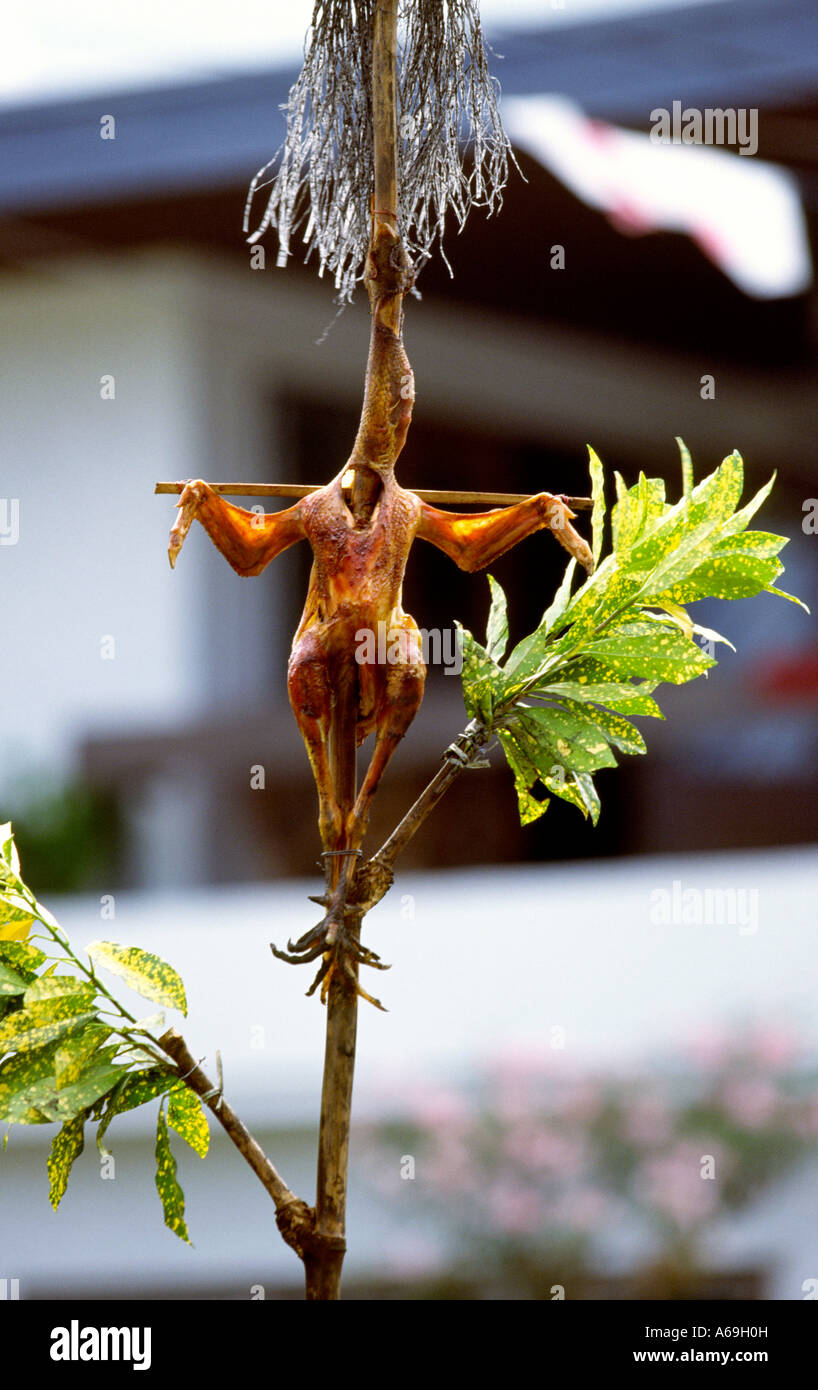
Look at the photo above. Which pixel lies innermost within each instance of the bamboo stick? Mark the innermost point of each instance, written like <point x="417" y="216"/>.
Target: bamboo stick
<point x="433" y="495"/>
--
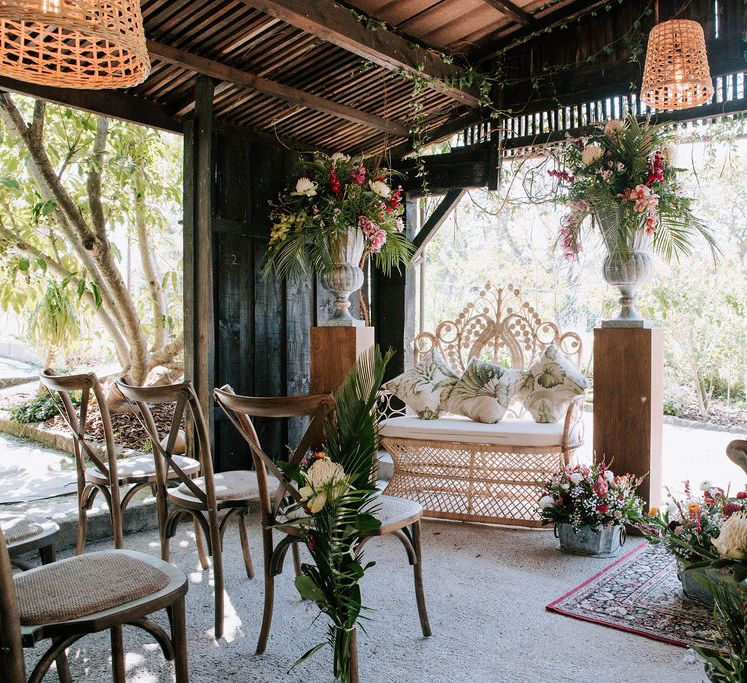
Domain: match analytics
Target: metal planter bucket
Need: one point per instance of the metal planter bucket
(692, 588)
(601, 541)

> WHAT IS EXPECTED: Tally the lines of the rows above that contain the word "bamboo" and reply with that count alone.

> COMPLETED TASK: 2